[Dataset records on where objects appear]
========================================

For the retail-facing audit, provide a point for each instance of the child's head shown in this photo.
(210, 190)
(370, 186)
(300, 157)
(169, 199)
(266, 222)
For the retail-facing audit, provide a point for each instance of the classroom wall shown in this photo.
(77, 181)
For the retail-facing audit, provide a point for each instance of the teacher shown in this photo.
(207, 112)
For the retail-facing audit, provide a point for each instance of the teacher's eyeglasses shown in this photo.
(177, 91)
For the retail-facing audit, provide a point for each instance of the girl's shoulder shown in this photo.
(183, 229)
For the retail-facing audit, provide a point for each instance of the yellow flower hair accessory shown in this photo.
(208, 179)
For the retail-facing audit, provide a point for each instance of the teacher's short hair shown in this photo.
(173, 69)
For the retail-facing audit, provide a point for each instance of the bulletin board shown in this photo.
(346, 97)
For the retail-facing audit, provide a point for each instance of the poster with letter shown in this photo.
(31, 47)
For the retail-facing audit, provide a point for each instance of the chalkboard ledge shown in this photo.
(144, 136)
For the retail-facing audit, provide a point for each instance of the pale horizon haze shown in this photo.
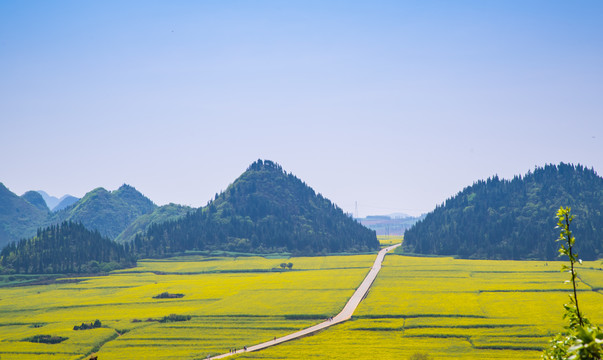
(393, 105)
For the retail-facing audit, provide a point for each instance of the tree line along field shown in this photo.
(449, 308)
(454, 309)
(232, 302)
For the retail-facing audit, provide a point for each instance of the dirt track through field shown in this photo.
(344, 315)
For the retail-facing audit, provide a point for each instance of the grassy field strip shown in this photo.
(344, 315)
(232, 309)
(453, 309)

========================================

## SHORT EXERCISE
Render the lines of the records above as a JSON list of strings, one string per line and blank lines omitted, starting at the line with "along field shown in this photo." and running through the end of the records.

## WORKED SOLUTION
[
  "For the retail-facing audit, provide a point for each instance of the tree line along field shown in this photo.",
  "(449, 308)",
  "(454, 309)",
  "(232, 302)",
  "For the retail-facing audit, provide a point for each instance of the dirt track through field shown in this photo.",
  "(344, 315)",
  "For the retail-facing audit, provide a point for each instance of the grassy field strip shown in this photo.",
  "(344, 315)",
  "(232, 309)",
  "(453, 309)"
]